◆ PASSAGE PROVIDED ◆
>>>>>

11. A preliminary criticality analysis may be performed as a final step.
The Fault Hazard analysis has some serious limitations. They include:
1. A subsystem is likely to have failures that do not result in accidents. Tracking all of these in the
System Safety Program (SSP) is a costly, inefficient process. If this is the approach to be used,
combining it with an FMEA (or FMECA) performed by the reliability program can save some
costs.
2. This approach concentrates usually on hardware failures, to a lesser extent on software failures,
and often inadequate, attention is given to human factors. For example, a switch with an extremely
low failure rate may be dropped from consideration, but the wrong placement of the switch may
lead to an accident. The adjacent placement of a power switch and a light switch, especially of
similar designs, will lead to operator errors.
3. Environmental conditions are usually considered, but the probability of occurrence of these
conditions is rarely considered. This may result in applying controls for unrealistic events.
4. Probability of failure leading to hardware related hazards ignores latent defects introduced through
substandard manufacturing processes. Thus some hazards may be missed.
5. One of the greatest pitfalls in fault hazard analysis (and in other techniques) is over precision in
mathematical analysis. Too often, analysts try to obtain "exact" numbers from "inexact" data, and
too much time may be spent on improving preciseness of the analysis rather than on eliminating the
hazards.

<<<<<

◆ OBJECTIVES ◆
1) In the passage on fault hazard analysis, restate the paragraph beginning "This approach concentrates usually on hardware failures" more briefly, keeping its main facts.
2) Transcribe all of the raw rows below line for line, leaving the pictures out of your answer.

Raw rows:

>>>>>

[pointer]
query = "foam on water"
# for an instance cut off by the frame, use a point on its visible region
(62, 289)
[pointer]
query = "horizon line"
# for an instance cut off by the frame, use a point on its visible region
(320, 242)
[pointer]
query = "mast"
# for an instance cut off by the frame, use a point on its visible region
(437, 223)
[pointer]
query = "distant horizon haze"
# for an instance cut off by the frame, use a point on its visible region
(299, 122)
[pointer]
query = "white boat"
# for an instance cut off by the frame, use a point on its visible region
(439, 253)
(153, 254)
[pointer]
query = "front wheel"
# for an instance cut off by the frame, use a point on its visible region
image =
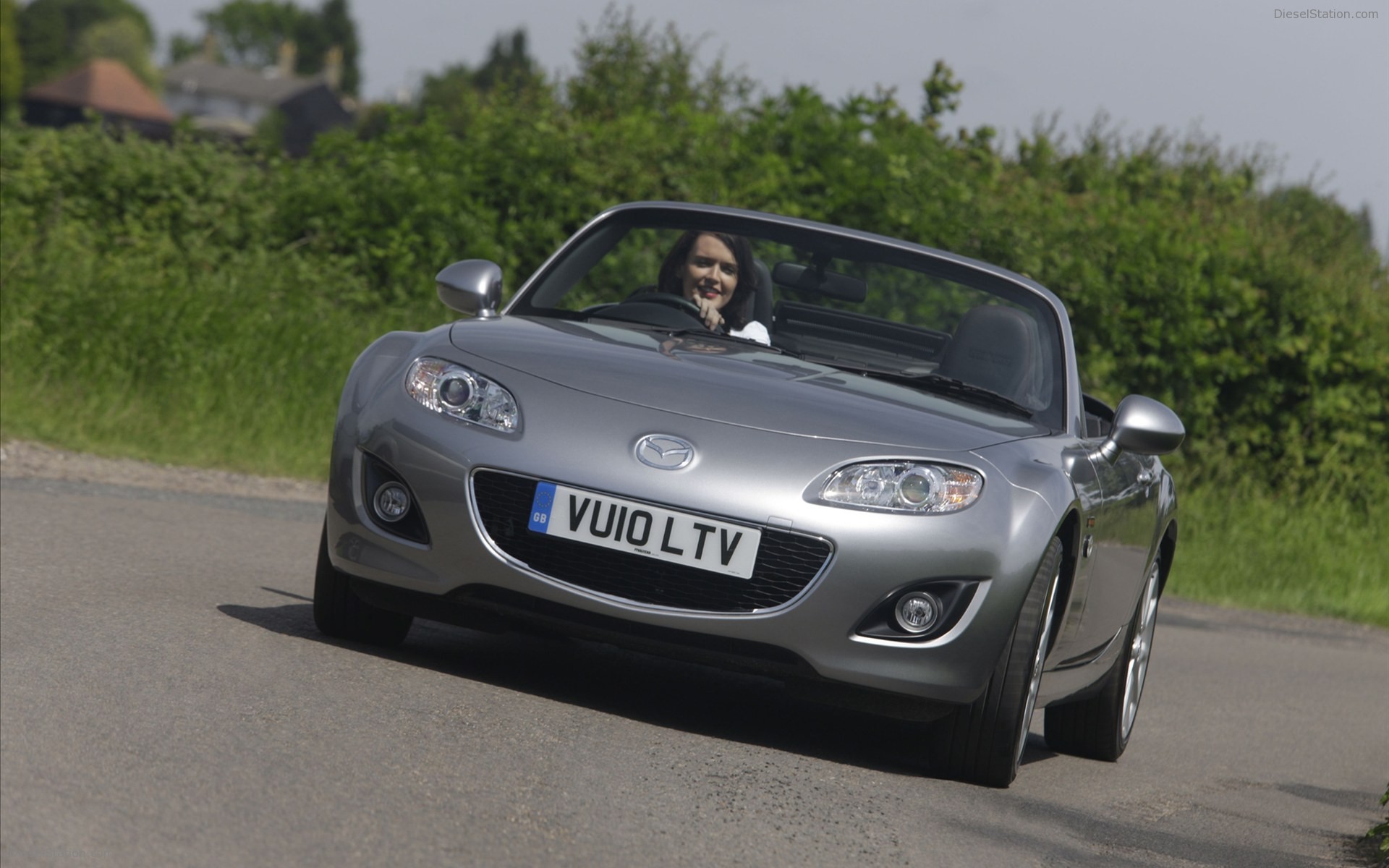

<<<<<

◆ TASK-BY-TASK ANSWERS ◆
1) The approach mostly looks at hardware failures, gives less weight to software failures, and often neglects human factors. A switch with a very low failure rate might be dropped from consideration even though its wrong placement could cause an accident. For example, placing a power switch next to a light switch of similar design will lead to operator errors.

2)
[pointer]
query = "foam on water"
# for an instance cut off by the frame, use a point on its visible region
(62, 289)
[pointer]
query = "horizon line"
# for an instance cut off by the frame, use a point on its visible region
(320, 242)
[pointer]
query = "mast"
# for an instance cut off by the frame, use a point on its visible region
(437, 223)
[pointer]
query = "distant horizon haze"
# for an instance cut off by the frame, use a point on its visible region
(299, 122)
[pointer]
query = "white boat"
# for an instance cut off by the frame, use a point on its visible region
(439, 253)
(153, 254)
[pointer]
query = "front wheel"
# for an instance cut off by the frame, use a point on its visible region
image =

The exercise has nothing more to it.